--- START OF Text shown ---
The UTU and other rail-union members of the AFL-CIO have joined with rail shippers urging congressional passage of legislation restoring the railroads' exposure to antitrust laws.

Separately, UTU International President Paul Thompson opposed railroad efforts to gain a special tax break from Congress.

"As railroads are abusing their political power to earn monopoly profits off the backs of their employees, they similarly are abusing their market power to earn monopoly profits off the backs of captive shippers," Thompson said. "This railroad bully, focused entirely on feeding its greed for greater profitability, must be corralled by society," Thompson said.

"One-hundred-nineteen years ago, Congress created the Interstate Commerce Commission to regulate the railroads' monopoly power," Thompson said. "But as a Ralph Nader study-group documented three decades years ago, and others have documented more recently, the railroads defanged that agency (now the Surface Transportation Board) through a variety of tactics, including offering regulators high-paying jobs when they depart.
--- END OF Text shown ---
**Written instruction 1**
Rewrite the collection entries below, changing "metal grate bar" to "iron grate bar" and keeping every other line as it is. Leave the pictures out of your answer.
--- START OF Records provided ---
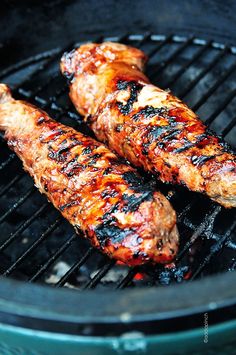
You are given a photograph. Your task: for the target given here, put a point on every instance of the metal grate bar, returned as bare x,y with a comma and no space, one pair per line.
43,66
128,278
207,223
19,260
197,55
56,255
162,44
11,183
217,247
142,41
229,127
225,103
166,62
75,267
222,78
102,272
211,65
17,204
26,62
23,226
--- END OF Records provided ---
**Written instruction 2**
Carry on the passage about rail unions and antitrust legislation from its final sentence.

**Response 1**
You are given a photograph. Your task: for the target given here, put a point on every instance of the iron grate bar, returned as bare x,y with a comma and no space, one pair per line.
43,66
128,278
207,223
19,260
197,55
56,255
162,44
11,183
217,247
142,41
229,127
225,103
166,62
75,267
222,78
102,272
211,65
17,204
26,62
23,226

**Response 2**
"When the Justice Department sought to prevent Union Pacific from acquiring the Southern Pacific -- a merger destined to create a calamity in rail service and cost thousands of jobs -- the Surface Transportation Board ignored the Justice Department and approved the merger," Thompson said. "The STB also allowed CSX and Norfolk Southern to engage in a bidding war for Conrail that resulted in substantial pain for shippers and employees and employee families."

Thus, the Rail Labor Division of the AFL-CIO has asked Sen. Arlen Specter (R-Pa.), chairman of the Judiciary Committee, to encourage passage of legislation to bring railroads under the same antitrust laws that affect virtually every other industry in America.

"Under current law, our nation's freight railroads, no matter their size or reach, are afforded antitrust exemptions for a wide range of activities," says the letter. "Railroads have used these exemptions to grow through consolidations and mergers and too often the STB has been unable or unwilling to protect the public interests, including the rights of workers," says the letter.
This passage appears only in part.